**Document passage**

*** Begin section ***

Cells metabolize organic nutrients by slow oxidation. Enzymes break the covalent bonds holding nutrients (such as glucose) together. Energy is released in the form of ATP (adenosine triphosphate). Glycolysis is the first step. It takes place in the cytoplasm. A 6-carbon glucose is broken down into two 3-carbon molecules called pyruvate. Two ATP are required for glycolysis to take place and the process yields 4 ATP. This is a net gain of two ATP at the end of glycolysis.
The two pyruvate enter a mitochondrion and each loses a carbon dioxide to become acetyl-CoA. The Krebs Cycle begins here. Two more carbon dioxide molecules are released during this process. More ATP is generated during the Krebs Cycle. The final step is the electron transport chain (ETC), which is a series of oxidation-reduction reactions. The majority of ATP comes from the ETC (34 molecules from one molecule of glucose).
Your textbook doesn't go into detail about the electron transport chain, but you can read about it here.
Aerobic respiration occurs in the presence of oxygen. But what happens if there's no oxygen? Anaerobic respiration occurs. This process, called fermentation (which starts with glycolysis), has two main pathways: alcoholic and lactic acid. Alcoholic fermentation takes the 3-carbon pyruvate molecules and turns them into 2-carbon ethanol molecules while producing carbon dioxide as waste.

*** End section ***

**Dataset content**
*** Begin section ***

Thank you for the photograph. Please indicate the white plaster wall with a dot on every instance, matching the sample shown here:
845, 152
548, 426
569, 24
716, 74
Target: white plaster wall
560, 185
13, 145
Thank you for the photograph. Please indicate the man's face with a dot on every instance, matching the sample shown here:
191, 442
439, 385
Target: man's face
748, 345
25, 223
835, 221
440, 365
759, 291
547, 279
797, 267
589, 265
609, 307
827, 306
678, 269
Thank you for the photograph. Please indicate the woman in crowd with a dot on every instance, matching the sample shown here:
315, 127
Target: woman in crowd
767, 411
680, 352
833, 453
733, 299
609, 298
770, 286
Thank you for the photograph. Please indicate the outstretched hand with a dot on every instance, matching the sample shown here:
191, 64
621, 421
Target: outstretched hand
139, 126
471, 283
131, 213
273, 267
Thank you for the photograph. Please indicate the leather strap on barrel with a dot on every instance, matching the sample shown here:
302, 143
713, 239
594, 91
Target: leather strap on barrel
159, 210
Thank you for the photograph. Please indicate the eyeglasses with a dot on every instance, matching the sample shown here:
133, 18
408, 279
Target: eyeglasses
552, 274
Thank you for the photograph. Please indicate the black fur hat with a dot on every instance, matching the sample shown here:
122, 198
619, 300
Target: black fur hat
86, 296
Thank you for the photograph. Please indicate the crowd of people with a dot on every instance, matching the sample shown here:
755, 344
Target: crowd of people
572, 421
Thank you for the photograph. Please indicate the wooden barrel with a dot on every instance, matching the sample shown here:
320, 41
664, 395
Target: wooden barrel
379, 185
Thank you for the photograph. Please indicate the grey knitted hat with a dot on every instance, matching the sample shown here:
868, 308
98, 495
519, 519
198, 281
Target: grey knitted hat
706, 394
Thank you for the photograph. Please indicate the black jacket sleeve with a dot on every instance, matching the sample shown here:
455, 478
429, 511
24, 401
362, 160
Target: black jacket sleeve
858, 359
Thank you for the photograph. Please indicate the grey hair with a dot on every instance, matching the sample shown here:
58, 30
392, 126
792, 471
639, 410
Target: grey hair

*** End section ***

**Work task A**
Translate this sentence from the cellular respiration passage into Spanish: "Aerobic respiration occurs in the presence of oxygen."
**Work task B**
Reproduce the part of the cellular respiration passage starting at "The two pyruvate" and ending at "about it here.".
The items are not used in any of the tasks.

**Answer A**
La respiración aeróbica ocurre en presencia de oxígeno.

**Answer B**
The two pyruvate enter a mitochondrion and each loses a carbon dioxide to become acetyl-CoA. The Krebs Cycle begins here. Two more carbon dioxide molecules are released during this process. More ATP is generated during the Krebs Cycle. The final step is the electron transport chain (ETC), which is a series of oxidation-reduction reactions. The majority of ATP comes from the ETC (34 molecules from one molecule of glucose).
Your textbook doesn't go into detail about the electron transport chain, but you can read about it here.